Work to be completed >> Repeat each record exactly. Any picture gets left out.

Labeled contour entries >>
● ● ● ● ●
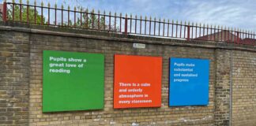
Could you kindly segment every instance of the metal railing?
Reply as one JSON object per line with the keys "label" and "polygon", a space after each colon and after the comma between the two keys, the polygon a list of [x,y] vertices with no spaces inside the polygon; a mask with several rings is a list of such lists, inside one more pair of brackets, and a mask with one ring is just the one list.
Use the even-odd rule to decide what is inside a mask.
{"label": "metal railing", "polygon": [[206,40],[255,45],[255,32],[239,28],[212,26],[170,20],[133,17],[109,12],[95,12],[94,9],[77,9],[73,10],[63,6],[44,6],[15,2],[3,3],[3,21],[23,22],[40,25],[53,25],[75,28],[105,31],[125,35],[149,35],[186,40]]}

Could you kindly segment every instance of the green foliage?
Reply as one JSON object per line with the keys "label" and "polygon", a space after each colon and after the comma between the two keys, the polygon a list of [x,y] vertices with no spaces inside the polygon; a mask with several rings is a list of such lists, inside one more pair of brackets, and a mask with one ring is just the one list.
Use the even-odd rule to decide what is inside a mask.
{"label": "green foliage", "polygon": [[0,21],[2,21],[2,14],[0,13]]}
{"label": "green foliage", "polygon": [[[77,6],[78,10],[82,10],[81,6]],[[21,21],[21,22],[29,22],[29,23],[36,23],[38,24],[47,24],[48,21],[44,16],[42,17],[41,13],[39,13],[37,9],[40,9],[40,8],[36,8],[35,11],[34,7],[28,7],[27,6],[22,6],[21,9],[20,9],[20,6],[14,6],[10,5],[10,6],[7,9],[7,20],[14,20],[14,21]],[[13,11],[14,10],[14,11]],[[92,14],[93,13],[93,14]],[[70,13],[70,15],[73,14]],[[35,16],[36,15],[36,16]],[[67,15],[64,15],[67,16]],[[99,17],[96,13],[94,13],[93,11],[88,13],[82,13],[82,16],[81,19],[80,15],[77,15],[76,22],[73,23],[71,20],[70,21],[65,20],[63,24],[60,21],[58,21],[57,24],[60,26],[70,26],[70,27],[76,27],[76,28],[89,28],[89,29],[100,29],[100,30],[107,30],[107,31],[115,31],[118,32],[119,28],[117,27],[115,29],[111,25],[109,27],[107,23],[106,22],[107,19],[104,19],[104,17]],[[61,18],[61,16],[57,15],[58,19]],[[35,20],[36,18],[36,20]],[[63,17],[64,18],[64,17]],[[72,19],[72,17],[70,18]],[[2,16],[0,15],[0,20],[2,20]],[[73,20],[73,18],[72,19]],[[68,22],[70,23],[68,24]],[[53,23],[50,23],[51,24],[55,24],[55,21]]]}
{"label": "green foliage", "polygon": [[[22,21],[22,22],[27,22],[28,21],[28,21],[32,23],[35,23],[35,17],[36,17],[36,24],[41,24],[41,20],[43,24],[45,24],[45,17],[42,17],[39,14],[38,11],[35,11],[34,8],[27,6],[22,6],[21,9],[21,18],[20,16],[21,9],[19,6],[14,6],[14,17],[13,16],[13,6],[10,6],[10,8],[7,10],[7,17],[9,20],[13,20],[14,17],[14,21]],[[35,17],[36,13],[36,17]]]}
● ● ● ● ●
Completed exercise >>
Could you kindly segment every instance of the metal railing?
Reply as one JSON object per line with the keys "label" and "polygon", a space after each colon and after the comma between the two keys, the polygon a list of [x,y] vertices with no spaces inside the polygon; a mask with several rings is a list of such lists, inside one more pair of brackets, and a mask with one ring is just the one list.
Use the even-odd rule to decide what is inside a mask.
{"label": "metal railing", "polygon": [[206,40],[255,45],[255,32],[239,28],[212,26],[170,20],[133,17],[109,12],[95,12],[94,9],[77,9],[73,10],[63,6],[44,6],[15,2],[3,3],[3,21],[23,22],[40,25],[53,25],[75,28],[105,31],[125,35],[149,35],[186,40]]}

Could you kindly segment every instance of the green foliage?
Reply as one JSON object per line with the keys "label" and "polygon", a space after each colon and after the comma between the two keys, the polygon a list of [x,y] vertices with no spaces inside the polygon; a mask with several rings is a list of such lists, inside one more pair of brackets, and a mask with one ring is just the one list.
Use the even-odd rule to decide what is inside a mask.
{"label": "green foliage", "polygon": [[0,21],[2,21],[2,14],[0,13]]}
{"label": "green foliage", "polygon": [[[77,6],[78,10],[82,10],[81,6]],[[21,21],[21,22],[29,22],[29,23],[36,23],[38,24],[47,24],[48,21],[44,16],[42,17],[41,13],[39,13],[37,9],[40,9],[40,8],[36,8],[35,11],[34,7],[28,7],[27,6],[22,6],[21,9],[20,9],[20,6],[14,6],[10,5],[10,6],[7,9],[7,20],[14,20],[14,21]],[[13,11],[14,10],[14,11]],[[92,14],[93,13],[93,14]],[[70,13],[70,15],[73,14]],[[35,16],[36,15],[36,16]],[[67,15],[64,15],[67,16]],[[99,17],[96,13],[94,13],[93,11],[88,13],[82,13],[82,16],[81,19],[80,15],[77,15],[76,22],[73,23],[71,20],[70,21],[65,20],[63,24],[60,21],[58,21],[57,24],[60,26],[70,26],[70,27],[76,27],[76,28],[89,28],[89,29],[100,29],[100,30],[107,30],[107,31],[115,31],[118,32],[119,28],[117,27],[115,29],[111,25],[109,27],[107,23],[106,22],[107,19],[104,19],[104,17]],[[61,18],[61,16],[57,15],[58,19]],[[35,20],[36,18],[36,20]],[[63,17],[64,18],[64,17]],[[72,19],[72,17],[70,18]],[[2,16],[0,15],[0,20],[2,20]],[[73,20],[73,18],[72,19]],[[68,22],[70,23],[68,24]],[[53,23],[50,23],[51,24],[55,24],[55,21]]]}
{"label": "green foliage", "polygon": [[[22,21],[22,22],[27,22],[28,21],[28,21],[32,23],[35,23],[35,17],[36,17],[36,24],[41,24],[41,20],[43,24],[45,24],[45,17],[42,17],[39,14],[38,11],[35,11],[34,8],[27,6],[22,6],[21,9],[21,18],[20,16],[21,9],[19,6],[14,6],[14,17],[13,16],[13,6],[10,6],[10,8],[7,10],[7,17],[9,20],[13,20],[14,17],[14,21]],[[35,17],[36,13],[36,17]]]}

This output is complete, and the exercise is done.